*EXERCISE BRIEF*
Retype the material in full, keeping every word the same.

Entries from a dataset
★ ★ ★

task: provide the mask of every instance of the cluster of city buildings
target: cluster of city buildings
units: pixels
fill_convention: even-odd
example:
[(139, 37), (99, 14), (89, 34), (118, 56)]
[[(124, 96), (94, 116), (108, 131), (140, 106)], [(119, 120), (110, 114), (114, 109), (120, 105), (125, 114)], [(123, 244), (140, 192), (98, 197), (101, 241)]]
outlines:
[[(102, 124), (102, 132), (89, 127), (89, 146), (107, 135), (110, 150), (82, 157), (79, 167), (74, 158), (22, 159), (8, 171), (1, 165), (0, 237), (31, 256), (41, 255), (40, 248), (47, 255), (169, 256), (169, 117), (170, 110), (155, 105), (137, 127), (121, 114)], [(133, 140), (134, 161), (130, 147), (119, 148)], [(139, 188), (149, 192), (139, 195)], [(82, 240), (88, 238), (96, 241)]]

★ ★ ★

*RESULT FOR THIS EXERCISE*
task: provide the mask of every instance of the cluster of city buildings
target: cluster of city buildings
units: pixels
fill_convention: even-odd
example:
[(139, 37), (99, 14), (89, 34), (118, 56)]
[[(124, 96), (94, 116), (108, 131), (140, 106)], [(119, 120), (110, 114), (114, 109), (120, 105), (125, 114)], [(123, 244), (140, 192), (98, 197), (101, 241)]]
outlines:
[[(102, 124), (102, 132), (89, 127), (89, 146), (107, 135), (110, 150), (82, 157), (79, 167), (74, 158), (22, 159), (8, 171), (1, 165), (0, 237), (31, 256), (41, 255), (40, 248), (47, 255), (169, 256), (169, 117), (170, 110), (155, 105), (137, 127), (121, 114)], [(133, 140), (134, 161), (130, 147), (119, 148)], [(139, 188), (149, 192), (139, 195)], [(82, 240), (88, 238), (96, 241)]]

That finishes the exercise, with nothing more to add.